WHAT IS BEING ASKED :: Copy the following lines word for word, starting at the line that contains "The locate routine indicates the dry shrub" and ending at the line that contains "x=320 y=395", with both of those lines included.

EXERCISE MATERIAL ::
********************
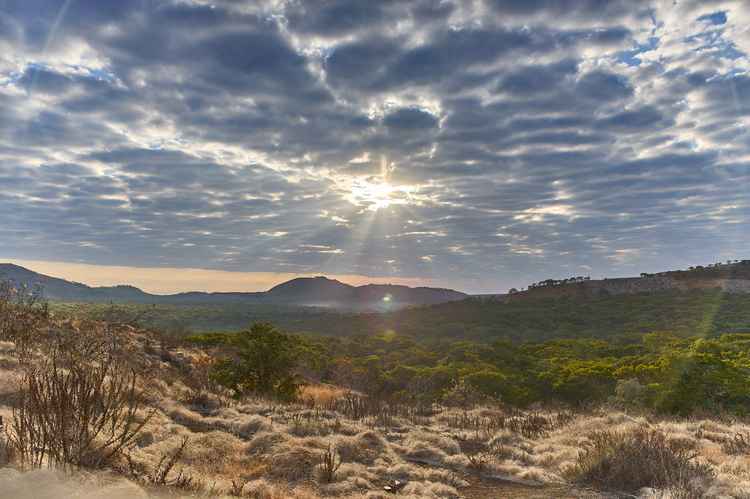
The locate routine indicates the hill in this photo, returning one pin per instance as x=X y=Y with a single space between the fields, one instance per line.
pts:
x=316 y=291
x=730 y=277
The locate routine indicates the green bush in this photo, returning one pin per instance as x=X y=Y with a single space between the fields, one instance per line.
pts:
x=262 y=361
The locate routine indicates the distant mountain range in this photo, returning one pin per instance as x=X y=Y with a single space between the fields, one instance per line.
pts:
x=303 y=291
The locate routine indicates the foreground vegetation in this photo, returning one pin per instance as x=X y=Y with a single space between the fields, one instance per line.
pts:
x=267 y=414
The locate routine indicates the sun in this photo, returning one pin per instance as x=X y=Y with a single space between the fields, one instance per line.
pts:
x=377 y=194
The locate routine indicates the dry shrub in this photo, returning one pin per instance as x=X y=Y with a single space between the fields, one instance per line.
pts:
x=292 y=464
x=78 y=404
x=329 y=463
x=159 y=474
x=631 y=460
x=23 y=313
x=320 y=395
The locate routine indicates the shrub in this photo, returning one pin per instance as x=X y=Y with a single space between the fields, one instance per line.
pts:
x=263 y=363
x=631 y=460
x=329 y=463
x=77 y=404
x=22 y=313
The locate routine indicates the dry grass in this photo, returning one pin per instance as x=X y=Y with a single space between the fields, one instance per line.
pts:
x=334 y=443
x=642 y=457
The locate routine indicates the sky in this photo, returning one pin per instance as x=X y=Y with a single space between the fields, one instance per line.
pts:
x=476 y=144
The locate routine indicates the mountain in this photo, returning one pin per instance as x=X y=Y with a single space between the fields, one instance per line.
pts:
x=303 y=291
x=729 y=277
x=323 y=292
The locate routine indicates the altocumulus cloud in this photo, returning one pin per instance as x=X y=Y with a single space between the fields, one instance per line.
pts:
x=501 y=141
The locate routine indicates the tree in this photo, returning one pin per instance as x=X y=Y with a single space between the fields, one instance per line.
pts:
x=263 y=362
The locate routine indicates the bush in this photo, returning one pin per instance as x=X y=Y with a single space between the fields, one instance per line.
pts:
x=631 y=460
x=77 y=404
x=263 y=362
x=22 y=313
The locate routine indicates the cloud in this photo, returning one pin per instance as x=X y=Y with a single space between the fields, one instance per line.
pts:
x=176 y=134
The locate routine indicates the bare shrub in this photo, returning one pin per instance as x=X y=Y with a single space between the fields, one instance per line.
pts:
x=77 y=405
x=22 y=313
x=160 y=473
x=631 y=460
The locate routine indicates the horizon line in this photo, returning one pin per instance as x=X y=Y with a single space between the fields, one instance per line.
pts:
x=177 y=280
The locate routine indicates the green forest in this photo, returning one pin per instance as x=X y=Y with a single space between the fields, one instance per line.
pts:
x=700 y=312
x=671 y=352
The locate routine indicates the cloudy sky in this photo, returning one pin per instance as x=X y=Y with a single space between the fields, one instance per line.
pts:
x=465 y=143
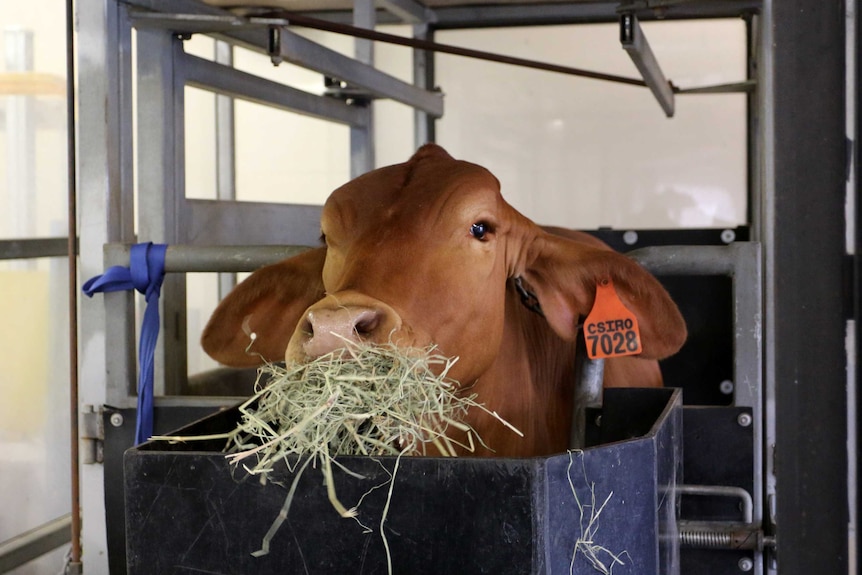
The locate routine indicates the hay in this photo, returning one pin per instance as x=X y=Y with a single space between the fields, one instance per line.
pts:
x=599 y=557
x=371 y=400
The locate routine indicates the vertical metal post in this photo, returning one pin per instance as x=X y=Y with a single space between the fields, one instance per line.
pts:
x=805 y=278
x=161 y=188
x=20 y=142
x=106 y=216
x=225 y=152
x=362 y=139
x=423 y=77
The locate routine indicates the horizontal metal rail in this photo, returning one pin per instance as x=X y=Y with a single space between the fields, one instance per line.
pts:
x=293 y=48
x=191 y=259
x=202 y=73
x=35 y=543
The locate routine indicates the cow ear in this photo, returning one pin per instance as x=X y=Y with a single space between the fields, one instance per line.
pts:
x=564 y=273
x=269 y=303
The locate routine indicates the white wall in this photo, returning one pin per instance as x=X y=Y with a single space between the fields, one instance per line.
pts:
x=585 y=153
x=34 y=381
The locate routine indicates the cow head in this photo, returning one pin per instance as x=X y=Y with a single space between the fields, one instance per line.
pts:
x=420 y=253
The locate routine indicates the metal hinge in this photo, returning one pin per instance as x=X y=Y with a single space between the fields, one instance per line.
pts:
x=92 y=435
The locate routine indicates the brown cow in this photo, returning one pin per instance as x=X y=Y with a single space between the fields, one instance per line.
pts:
********************
RESULT FOR THIS EXERCISE ::
The locate routine indicates the dry shrub in this photo, returning one pin per instance as x=X y=Y with a single space between the fields, one instance per line.
pts:
x=292 y=464
x=78 y=404
x=329 y=463
x=159 y=474
x=631 y=460
x=23 y=313
x=320 y=395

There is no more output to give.